== SOURCE DATA

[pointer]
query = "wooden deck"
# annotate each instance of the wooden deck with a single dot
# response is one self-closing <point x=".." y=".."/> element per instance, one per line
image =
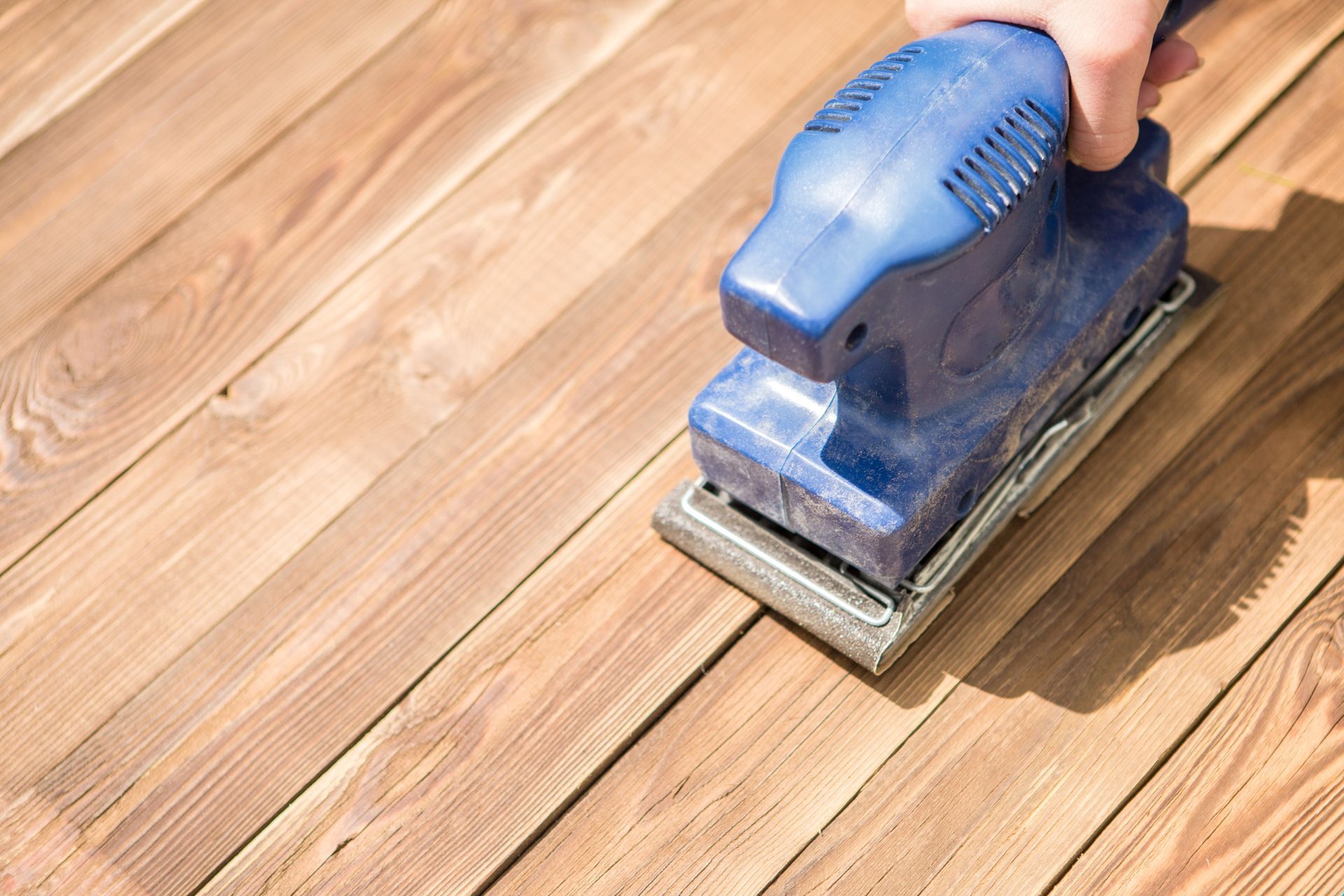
<point x="344" y="352"/>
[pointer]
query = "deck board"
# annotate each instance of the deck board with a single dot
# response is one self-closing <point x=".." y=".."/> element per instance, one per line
<point x="54" y="54"/>
<point x="101" y="181"/>
<point x="778" y="780"/>
<point x="1252" y="802"/>
<point x="328" y="477"/>
<point x="298" y="409"/>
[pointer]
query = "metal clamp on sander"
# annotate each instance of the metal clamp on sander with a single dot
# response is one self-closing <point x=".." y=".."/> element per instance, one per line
<point x="941" y="316"/>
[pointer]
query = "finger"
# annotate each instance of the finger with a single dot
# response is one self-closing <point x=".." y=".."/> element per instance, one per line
<point x="1148" y="99"/>
<point x="1172" y="61"/>
<point x="1107" y="64"/>
<point x="933" y="16"/>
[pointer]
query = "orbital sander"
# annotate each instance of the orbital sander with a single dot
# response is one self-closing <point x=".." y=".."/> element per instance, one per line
<point x="941" y="317"/>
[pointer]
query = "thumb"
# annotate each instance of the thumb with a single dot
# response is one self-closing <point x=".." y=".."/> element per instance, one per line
<point x="1107" y="65"/>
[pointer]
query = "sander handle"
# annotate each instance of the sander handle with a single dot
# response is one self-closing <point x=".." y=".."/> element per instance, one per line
<point x="1179" y="13"/>
<point x="936" y="178"/>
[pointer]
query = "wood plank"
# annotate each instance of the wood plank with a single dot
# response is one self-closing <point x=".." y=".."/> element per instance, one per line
<point x="293" y="438"/>
<point x="124" y="365"/>
<point x="54" y="52"/>
<point x="448" y="786"/>
<point x="1210" y="111"/>
<point x="99" y="183"/>
<point x="1012" y="776"/>
<point x="663" y="821"/>
<point x="336" y="836"/>
<point x="1250" y="804"/>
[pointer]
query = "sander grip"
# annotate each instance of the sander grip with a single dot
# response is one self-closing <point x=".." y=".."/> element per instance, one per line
<point x="1179" y="13"/>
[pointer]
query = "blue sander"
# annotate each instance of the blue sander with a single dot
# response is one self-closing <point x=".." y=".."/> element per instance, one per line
<point x="942" y="315"/>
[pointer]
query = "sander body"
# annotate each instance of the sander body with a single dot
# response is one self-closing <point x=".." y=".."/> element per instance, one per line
<point x="941" y="316"/>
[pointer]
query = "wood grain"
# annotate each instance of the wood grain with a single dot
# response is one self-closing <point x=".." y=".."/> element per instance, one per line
<point x="1237" y="38"/>
<point x="1250" y="804"/>
<point x="1028" y="758"/>
<point x="776" y="780"/>
<point x="124" y="365"/>
<point x="195" y="523"/>
<point x="97" y="183"/>
<point x="52" y="54"/>
<point x="448" y="786"/>
<point x="327" y="837"/>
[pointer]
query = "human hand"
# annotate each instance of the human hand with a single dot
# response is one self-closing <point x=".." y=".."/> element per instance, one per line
<point x="1114" y="69"/>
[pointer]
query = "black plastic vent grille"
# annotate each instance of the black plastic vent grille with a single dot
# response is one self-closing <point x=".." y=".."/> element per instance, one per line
<point x="1004" y="166"/>
<point x="850" y="99"/>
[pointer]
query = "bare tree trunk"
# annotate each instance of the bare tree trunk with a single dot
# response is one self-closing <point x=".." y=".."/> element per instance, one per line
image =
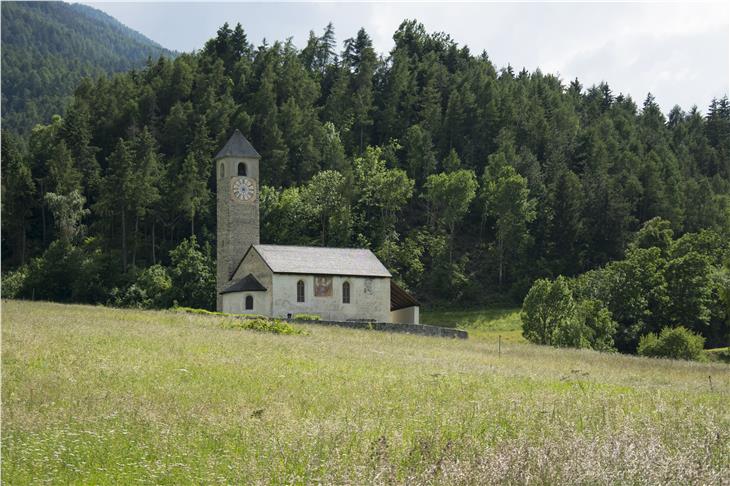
<point x="124" y="240"/>
<point x="154" y="259"/>
<point x="43" y="211"/>
<point x="501" y="260"/>
<point x="22" y="244"/>
<point x="134" y="243"/>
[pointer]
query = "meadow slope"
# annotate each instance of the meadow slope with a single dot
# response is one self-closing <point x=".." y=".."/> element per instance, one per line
<point x="105" y="396"/>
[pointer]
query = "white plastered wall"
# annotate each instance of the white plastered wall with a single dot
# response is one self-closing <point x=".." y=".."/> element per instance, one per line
<point x="409" y="315"/>
<point x="234" y="302"/>
<point x="369" y="298"/>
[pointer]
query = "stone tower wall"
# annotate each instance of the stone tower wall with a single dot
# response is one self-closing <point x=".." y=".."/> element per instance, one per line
<point x="237" y="222"/>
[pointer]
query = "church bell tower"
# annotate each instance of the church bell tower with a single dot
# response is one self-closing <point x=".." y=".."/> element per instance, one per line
<point x="237" y="166"/>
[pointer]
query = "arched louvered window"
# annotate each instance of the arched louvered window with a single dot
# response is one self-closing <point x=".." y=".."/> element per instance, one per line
<point x="346" y="293"/>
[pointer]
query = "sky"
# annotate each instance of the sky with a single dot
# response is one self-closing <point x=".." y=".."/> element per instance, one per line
<point x="680" y="52"/>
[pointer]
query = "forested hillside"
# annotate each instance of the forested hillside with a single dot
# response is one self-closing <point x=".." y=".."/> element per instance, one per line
<point x="48" y="47"/>
<point x="468" y="180"/>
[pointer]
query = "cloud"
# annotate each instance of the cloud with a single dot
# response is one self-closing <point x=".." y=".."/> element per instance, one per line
<point x="679" y="52"/>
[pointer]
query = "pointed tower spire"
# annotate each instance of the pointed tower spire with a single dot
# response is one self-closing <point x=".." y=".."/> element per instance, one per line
<point x="238" y="146"/>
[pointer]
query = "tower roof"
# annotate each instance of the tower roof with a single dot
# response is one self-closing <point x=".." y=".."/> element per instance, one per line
<point x="238" y="146"/>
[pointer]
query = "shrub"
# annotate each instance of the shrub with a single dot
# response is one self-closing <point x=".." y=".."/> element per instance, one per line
<point x="13" y="282"/>
<point x="676" y="343"/>
<point x="548" y="306"/>
<point x="260" y="324"/>
<point x="156" y="283"/>
<point x="192" y="271"/>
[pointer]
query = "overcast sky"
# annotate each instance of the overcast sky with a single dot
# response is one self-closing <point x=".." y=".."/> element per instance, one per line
<point x="678" y="52"/>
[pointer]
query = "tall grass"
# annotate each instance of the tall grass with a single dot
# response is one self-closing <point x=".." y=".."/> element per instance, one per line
<point x="105" y="396"/>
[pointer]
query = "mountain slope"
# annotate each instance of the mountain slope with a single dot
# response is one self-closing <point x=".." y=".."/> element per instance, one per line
<point x="47" y="47"/>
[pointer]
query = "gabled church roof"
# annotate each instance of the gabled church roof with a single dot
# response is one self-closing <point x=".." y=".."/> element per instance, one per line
<point x="314" y="260"/>
<point x="238" y="146"/>
<point x="249" y="283"/>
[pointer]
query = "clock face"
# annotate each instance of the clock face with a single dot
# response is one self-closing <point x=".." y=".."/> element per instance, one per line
<point x="243" y="189"/>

====

— TASK BRIEF —
Every entry above needs to be printed again exactly, with its pictures left out.

— EXERCISE SOLUTION —
[pointer]
query = "wooden deck"
# annotate each instance of the wooden deck with a single dot
# response is one self-closing <point x=".." y=".."/> element per instance, one per line
image =
<point x="344" y="352"/>
[pointer]
query = "deck board"
# annotate each instance of the deck board with a single dot
# response is one self-closing <point x=".." y=".."/> element per instance, one per line
<point x="54" y="54"/>
<point x="101" y="181"/>
<point x="778" y="780"/>
<point x="1252" y="802"/>
<point x="328" y="477"/>
<point x="298" y="409"/>
[pointer]
query = "metal clamp on sander"
# annotate each instance of the metal clamp on sander with a single dot
# response is one self-closing <point x=".." y=".."/> element per instance, one per line
<point x="941" y="316"/>
[pointer]
query = "finger"
# annotate each instance of the finger with a single dot
# response is one self-closing <point x=".." y=".."/> element per instance, one per line
<point x="1148" y="99"/>
<point x="1172" y="61"/>
<point x="1107" y="64"/>
<point x="933" y="16"/>
[pointer]
query = "orbital sander"
# annotate each instance of the orbital sander with a single dot
# response is one self-closing <point x=".." y=".."/> element per instance, one per line
<point x="941" y="317"/>
[pointer]
query = "thumb"
# annotate each instance of the thumb with a single dot
# response is one self-closing <point x=".." y=".."/> element per instance, one per line
<point x="1107" y="65"/>
[pointer]
query = "sander handle"
# annotate each instance of the sander handle with a single dot
# response is one self-closing <point x=".." y=".."/> element per instance, one per line
<point x="1179" y="13"/>
<point x="936" y="178"/>
[pointer]
query = "wood plank"
# annotate each instance of the wood plank with a single dot
# response is one self-closing <point x=".." y=".."/> element per instance, one per line
<point x="293" y="438"/>
<point x="124" y="365"/>
<point x="54" y="52"/>
<point x="448" y="786"/>
<point x="1210" y="111"/>
<point x="99" y="183"/>
<point x="1012" y="776"/>
<point x="663" y="821"/>
<point x="336" y="836"/>
<point x="1250" y="804"/>
[pointer]
query = "sander grip"
# annotate each instance of the sander grip with a single dot
# response is one self-closing <point x=".." y=".."/> element per instance, one per line
<point x="1179" y="13"/>
[pointer]
query = "blue sander"
# annotate each instance of the blue sander with a single dot
# response is one self-closing <point x=".." y=".."/> element per instance, one per line
<point x="942" y="315"/>
[pointer]
query = "sander body"
# annotate each instance of the sander body with a single dot
# response is one self-closing <point x=".." y=".."/> element per instance, one per line
<point x="941" y="316"/>
[pointer]
query = "wood grain"
# annotate each instance of the wood grain with a single dot
# response is one self-closing <point x=".." y=".."/> element per instance, one per line
<point x="1237" y="38"/>
<point x="1250" y="804"/>
<point x="1028" y="758"/>
<point x="776" y="780"/>
<point x="124" y="365"/>
<point x="195" y="523"/>
<point x="97" y="183"/>
<point x="52" y="54"/>
<point x="448" y="786"/>
<point x="327" y="837"/>
[pointer]
query = "human hand"
# annotate each instance of the human hand with a single dot
# response is one self-closing <point x=".." y=".."/> element per instance, one per line
<point x="1114" y="69"/>
[pointer]
query = "black plastic vent grille"
# annotate each instance of the black plastic vent grille with a single dot
# response is one self-closing <point x=".." y=".."/> element per instance, one per line
<point x="1004" y="166"/>
<point x="850" y="99"/>
[pointer]
query = "bare tree trunk"
# annotate each instance of the bare tree trunk with a single dot
# response is one self-closing <point x=".." y=".."/> element per instance, one per line
image =
<point x="124" y="240"/>
<point x="154" y="259"/>
<point x="43" y="211"/>
<point x="501" y="260"/>
<point x="22" y="244"/>
<point x="134" y="243"/>
[pointer]
query = "meadow slope"
# annotate each instance of the meadow slope with a single dot
# response is one self-closing <point x=".." y=".."/> element per instance, one per line
<point x="105" y="396"/>
[pointer]
query = "white plastered wall"
# annotate each instance of the white plastered wall with a single dot
# response is one self-closing <point x=".." y=".."/> element per instance, one per line
<point x="409" y="315"/>
<point x="234" y="302"/>
<point x="369" y="298"/>
[pointer]
query = "stone tower wall"
# annotate each instance of the stone tower wall with a single dot
# response is one self-closing <point x=".." y=".."/> element per instance, one per line
<point x="237" y="222"/>
[pointer]
query = "church bell tower"
# annotate each instance of the church bell tower with a single dot
# response is one self-closing <point x=".." y=".."/> element per instance, one per line
<point x="237" y="166"/>
[pointer]
query = "arched louvered window"
# annotate each instance of the arched louvered window with a single dot
# response is one self-closing <point x=".." y=".."/> element per instance, one per line
<point x="346" y="293"/>
[pointer]
query = "sky"
# annotate each instance of the sky with a single dot
# response is one self-closing <point x=".." y=".."/> element per instance, one per line
<point x="680" y="52"/>
[pointer]
query = "forested hillside"
# annotate each instance of the forested hillside with a single dot
# response is one self-closing <point x=".." y=".."/> element per instance, one per line
<point x="48" y="47"/>
<point x="468" y="180"/>
[pointer]
query = "cloud"
# annotate each instance of the cloud with a single dot
# response is one self-closing <point x=".." y=".."/> element per instance, one per line
<point x="679" y="52"/>
[pointer]
query = "pointed tower spire"
# annotate each instance of the pointed tower spire with a single dot
# response is one self-closing <point x=".." y=".."/> element per instance, one per line
<point x="238" y="146"/>
[pointer]
query = "tower roof"
# annotate each instance of the tower roof with a single dot
# response is one self-closing <point x=".." y=".."/> element per instance, one per line
<point x="238" y="146"/>
[pointer]
query = "shrub"
# annotate each instance of the shrub with a single dot
# response is one self-closing <point x=".." y=".."/> element per instance, one per line
<point x="13" y="282"/>
<point x="676" y="343"/>
<point x="548" y="306"/>
<point x="260" y="324"/>
<point x="156" y="283"/>
<point x="192" y="271"/>
[pointer]
query = "overcast sky"
# annotate each instance of the overcast sky with a single dot
# response is one self-closing <point x=".." y=".."/> element per instance, one per line
<point x="678" y="52"/>
[pointer]
query = "tall grass"
# annotate each instance of the tall grass with a single dot
# response is one self-closing <point x=".." y=".."/> element per instance, one per line
<point x="105" y="396"/>
[pointer]
query = "mountain slope"
# annotate each instance of the mountain slope with a single dot
# response is one self-closing <point x=".." y=".."/> element per instance, one per line
<point x="47" y="47"/>
[pointer]
query = "gabled church roof"
# annotate each instance of the gabled church roof with a single dot
# response is one self-closing <point x=".." y=".."/> element per instance, one per line
<point x="314" y="260"/>
<point x="238" y="146"/>
<point x="249" y="283"/>
[pointer]
query = "clock face"
# annotate each instance of the clock face with a single dot
# response is one self-closing <point x=".." y=".."/> element per instance, one per line
<point x="243" y="189"/>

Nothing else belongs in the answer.